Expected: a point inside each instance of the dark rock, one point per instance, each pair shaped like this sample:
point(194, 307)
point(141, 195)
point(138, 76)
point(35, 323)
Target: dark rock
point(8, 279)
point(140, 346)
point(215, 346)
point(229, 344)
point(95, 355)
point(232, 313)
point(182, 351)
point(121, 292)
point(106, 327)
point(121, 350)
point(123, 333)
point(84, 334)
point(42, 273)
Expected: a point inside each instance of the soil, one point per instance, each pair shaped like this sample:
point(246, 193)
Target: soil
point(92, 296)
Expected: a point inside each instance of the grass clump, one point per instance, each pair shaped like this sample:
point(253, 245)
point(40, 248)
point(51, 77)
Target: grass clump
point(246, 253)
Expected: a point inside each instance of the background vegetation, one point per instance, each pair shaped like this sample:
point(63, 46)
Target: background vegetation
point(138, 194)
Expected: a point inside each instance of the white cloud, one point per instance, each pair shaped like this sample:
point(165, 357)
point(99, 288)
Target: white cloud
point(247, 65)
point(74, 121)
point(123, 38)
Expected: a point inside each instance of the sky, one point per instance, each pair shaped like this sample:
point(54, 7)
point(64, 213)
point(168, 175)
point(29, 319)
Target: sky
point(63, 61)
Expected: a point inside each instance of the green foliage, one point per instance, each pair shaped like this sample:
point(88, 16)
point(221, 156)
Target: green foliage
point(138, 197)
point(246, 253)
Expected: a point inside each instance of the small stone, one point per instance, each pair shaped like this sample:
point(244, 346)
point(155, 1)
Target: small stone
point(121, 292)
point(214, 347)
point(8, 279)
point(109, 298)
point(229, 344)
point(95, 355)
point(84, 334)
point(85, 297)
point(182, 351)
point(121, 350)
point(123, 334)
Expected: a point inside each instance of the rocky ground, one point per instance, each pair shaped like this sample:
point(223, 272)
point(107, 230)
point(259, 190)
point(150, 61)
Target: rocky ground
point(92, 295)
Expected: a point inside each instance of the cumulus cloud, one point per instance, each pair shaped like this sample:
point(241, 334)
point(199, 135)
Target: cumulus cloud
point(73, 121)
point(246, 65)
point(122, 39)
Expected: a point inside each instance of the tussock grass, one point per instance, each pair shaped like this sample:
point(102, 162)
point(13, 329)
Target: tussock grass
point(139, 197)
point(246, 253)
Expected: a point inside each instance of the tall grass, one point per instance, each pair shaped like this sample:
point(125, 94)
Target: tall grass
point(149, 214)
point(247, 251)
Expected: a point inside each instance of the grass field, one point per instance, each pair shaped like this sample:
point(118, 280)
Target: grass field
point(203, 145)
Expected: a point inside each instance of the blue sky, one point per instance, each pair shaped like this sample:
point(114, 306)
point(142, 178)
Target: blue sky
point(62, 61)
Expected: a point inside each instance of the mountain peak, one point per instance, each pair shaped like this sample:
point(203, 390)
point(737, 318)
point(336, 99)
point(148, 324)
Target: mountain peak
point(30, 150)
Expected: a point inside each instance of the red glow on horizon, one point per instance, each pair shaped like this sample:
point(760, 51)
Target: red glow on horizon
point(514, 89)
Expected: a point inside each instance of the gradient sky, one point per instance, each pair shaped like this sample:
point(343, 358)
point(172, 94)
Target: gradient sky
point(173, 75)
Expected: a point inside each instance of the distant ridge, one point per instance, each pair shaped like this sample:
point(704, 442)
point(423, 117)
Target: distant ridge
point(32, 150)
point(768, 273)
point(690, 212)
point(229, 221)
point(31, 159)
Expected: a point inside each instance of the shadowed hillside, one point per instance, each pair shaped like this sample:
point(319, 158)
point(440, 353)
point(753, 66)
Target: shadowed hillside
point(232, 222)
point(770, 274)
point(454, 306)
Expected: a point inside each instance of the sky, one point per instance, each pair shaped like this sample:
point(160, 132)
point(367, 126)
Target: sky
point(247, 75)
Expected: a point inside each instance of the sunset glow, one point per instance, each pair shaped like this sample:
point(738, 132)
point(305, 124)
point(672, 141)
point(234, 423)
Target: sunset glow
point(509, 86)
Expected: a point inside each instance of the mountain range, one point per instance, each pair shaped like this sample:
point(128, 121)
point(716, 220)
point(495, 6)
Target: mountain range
________________________________________
Rescale the entries from the line with "Expected: a point inside each instance of the soil, one" through the line with "point(63, 61)", and output only those lines, repeating each one, requests included. Multiply every answer coordinate by 2.5 and round to a whole number with halves going up, but keep the numbers in the requests and their sample points unchanged.

Solution to this task →
Expected: a point inside each instance of the soil, one point per instance, each pair shaped like this sample:
point(246, 193)
Target: soil
point(230, 740)
Expected: a point inside each instance of the grass clump, one point per instance, each pair shaped like this sample:
point(253, 245)
point(40, 248)
point(51, 77)
Target: grass clump
point(615, 633)
Expected: a point inside each instance of the background vegetation, one point per instance, each pair shaped like this sample:
point(63, 46)
Target: background vegetation
point(345, 485)
Expected: a point inside each instance of the white cloud, one point per instance, each pair shaped like this sample:
point(165, 357)
point(99, 288)
Target: white cloud
point(618, 163)
point(185, 303)
point(308, 95)
Expected: a point inside each instance of the sky, one point per instance, each pair shaped like this sample:
point(54, 7)
point(64, 213)
point(168, 175)
point(29, 319)
Target: sky
point(158, 153)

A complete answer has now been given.